##### Records to process
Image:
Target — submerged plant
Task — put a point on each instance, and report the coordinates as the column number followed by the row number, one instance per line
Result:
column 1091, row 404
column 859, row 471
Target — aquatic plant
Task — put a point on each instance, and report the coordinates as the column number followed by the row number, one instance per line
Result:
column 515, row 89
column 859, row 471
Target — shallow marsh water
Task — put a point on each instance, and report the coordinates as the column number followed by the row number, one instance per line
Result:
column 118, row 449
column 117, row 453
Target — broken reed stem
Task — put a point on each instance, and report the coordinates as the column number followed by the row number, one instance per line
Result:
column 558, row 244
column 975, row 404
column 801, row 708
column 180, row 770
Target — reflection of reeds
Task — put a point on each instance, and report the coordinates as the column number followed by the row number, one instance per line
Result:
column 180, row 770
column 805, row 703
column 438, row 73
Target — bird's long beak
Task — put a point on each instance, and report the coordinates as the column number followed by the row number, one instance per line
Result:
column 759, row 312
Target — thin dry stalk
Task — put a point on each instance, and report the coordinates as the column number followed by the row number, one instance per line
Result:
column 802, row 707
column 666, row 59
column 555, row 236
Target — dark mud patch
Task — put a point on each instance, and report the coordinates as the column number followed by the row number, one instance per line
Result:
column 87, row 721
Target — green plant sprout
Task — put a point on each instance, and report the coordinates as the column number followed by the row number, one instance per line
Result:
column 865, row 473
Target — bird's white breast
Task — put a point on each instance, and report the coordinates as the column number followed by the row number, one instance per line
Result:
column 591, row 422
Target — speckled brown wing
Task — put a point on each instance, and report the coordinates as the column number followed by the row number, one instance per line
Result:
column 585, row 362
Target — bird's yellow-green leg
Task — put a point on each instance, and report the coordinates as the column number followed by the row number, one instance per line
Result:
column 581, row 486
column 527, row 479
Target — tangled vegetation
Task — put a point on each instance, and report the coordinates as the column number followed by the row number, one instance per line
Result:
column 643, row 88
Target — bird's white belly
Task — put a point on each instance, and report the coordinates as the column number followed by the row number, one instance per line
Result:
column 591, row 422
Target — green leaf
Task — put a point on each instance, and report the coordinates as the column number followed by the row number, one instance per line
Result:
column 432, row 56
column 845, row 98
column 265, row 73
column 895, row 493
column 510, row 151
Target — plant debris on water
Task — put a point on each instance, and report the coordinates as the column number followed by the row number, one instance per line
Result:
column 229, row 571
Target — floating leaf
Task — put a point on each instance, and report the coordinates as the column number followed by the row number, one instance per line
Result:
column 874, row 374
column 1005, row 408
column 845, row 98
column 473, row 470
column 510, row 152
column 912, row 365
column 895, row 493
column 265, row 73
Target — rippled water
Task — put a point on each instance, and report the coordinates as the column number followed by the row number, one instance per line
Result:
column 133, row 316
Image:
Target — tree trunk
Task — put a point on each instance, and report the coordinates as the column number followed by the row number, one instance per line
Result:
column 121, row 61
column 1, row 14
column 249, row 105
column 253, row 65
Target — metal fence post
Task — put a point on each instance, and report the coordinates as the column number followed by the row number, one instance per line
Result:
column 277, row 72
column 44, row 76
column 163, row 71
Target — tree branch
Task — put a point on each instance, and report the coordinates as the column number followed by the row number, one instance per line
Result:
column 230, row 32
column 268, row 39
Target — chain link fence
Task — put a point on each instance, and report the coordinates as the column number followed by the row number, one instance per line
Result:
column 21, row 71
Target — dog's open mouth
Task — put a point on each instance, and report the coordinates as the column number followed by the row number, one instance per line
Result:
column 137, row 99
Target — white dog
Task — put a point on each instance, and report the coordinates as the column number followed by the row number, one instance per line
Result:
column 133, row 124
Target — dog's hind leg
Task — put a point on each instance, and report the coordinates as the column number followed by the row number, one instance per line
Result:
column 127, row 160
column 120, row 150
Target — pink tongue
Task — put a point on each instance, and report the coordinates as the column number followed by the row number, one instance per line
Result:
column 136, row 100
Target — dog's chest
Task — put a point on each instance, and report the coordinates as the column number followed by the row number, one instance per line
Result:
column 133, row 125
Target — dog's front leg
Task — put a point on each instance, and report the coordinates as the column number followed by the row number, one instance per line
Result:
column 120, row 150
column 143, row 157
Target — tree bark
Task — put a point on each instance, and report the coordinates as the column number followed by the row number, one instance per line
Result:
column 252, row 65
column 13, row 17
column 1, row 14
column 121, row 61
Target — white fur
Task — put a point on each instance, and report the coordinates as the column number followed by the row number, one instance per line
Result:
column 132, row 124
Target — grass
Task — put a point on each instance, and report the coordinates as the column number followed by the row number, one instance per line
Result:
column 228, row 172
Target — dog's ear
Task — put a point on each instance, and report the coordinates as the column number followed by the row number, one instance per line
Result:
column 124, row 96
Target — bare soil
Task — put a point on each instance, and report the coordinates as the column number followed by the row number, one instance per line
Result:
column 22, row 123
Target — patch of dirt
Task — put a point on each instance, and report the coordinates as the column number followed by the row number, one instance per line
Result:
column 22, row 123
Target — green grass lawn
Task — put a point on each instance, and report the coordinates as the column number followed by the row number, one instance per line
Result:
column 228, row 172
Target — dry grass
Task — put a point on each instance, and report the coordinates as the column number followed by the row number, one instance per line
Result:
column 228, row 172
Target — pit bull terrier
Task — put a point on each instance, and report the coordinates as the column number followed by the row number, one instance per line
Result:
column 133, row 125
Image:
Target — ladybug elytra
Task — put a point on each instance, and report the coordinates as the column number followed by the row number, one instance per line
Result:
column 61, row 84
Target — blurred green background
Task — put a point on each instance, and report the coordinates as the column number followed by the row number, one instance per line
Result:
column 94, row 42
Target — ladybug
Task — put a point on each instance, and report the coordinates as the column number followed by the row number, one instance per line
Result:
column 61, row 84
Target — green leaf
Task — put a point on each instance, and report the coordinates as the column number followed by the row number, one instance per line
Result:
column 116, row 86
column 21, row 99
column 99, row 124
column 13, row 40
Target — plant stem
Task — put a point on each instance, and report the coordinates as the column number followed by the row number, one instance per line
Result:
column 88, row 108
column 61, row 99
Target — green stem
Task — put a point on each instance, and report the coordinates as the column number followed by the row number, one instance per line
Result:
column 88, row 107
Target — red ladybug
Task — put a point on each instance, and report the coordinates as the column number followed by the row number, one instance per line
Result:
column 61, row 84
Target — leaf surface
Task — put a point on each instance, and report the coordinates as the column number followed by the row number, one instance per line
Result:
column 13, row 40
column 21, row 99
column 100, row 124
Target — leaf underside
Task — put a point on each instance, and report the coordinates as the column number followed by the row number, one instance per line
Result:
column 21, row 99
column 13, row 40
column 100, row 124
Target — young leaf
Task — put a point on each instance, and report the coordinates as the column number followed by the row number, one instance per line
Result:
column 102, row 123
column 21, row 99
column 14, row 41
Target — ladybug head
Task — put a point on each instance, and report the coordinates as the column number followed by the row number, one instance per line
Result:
##########
• _Exercise_
Please convert the data above, from the line with "Target — green grass lawn" to the line with "column 61, row 99", into a Markdown table with the columns Row and Line, leaving out blank lines.

• _Answer to this task_
| Row | Line |
|---|---|
| 1 | Target — green grass lawn |
| 2 | Task — put a point on each instance, and report the coordinates as the column number followed by the row number, one instance per line |
| 3 | Result: |
| 4 | column 228, row 172 |
| 5 | Target — dry grass |
| 6 | Task — put a point on each instance, and report the coordinates as the column number followed by the row number, one instance per line |
| 7 | Result: |
| 8 | column 228, row 172 |
| 9 | Target — pit bull terrier |
| 10 | Task — put a point on each instance, and report the coordinates as the column number followed by the row number, one instance per line |
| 11 | Result: |
| 12 | column 133, row 125 |
| 13 | Image: |
| 14 | Target — ladybug elytra |
| 15 | Task — put a point on each instance, and report the coordinates as the column number followed by the row number, one instance per line |
| 16 | Result: |
| 17 | column 61, row 84 |
| 18 | Target — blurred green background |
| 19 | Task — put a point on each instance, and report the coordinates as the column number followed by the row number, one instance per line |
| 20 | Result: |
| 21 | column 94, row 42 |
| 22 | Target — ladybug |
| 23 | Task — put a point on each instance, and report the coordinates as the column number followed by the row number, one instance per line |
| 24 | Result: |
| 25 | column 61, row 84 |
| 26 | Target — green leaf |
| 27 | Task — put a point on each instance, and report the coordinates as the column number followed by the row number, one instance per line |
| 28 | Result: |
| 29 | column 116, row 86 |
| 30 | column 21, row 99 |
| 31 | column 99, row 124 |
| 32 | column 13, row 40 |
| 33 | Target — plant stem |
| 34 | Task — put a point on each instance, and report the coordinates as the column number followed by the row number, one instance per line |
| 35 | Result: |
| 36 | column 88, row 108 |
| 37 | column 61, row 99 |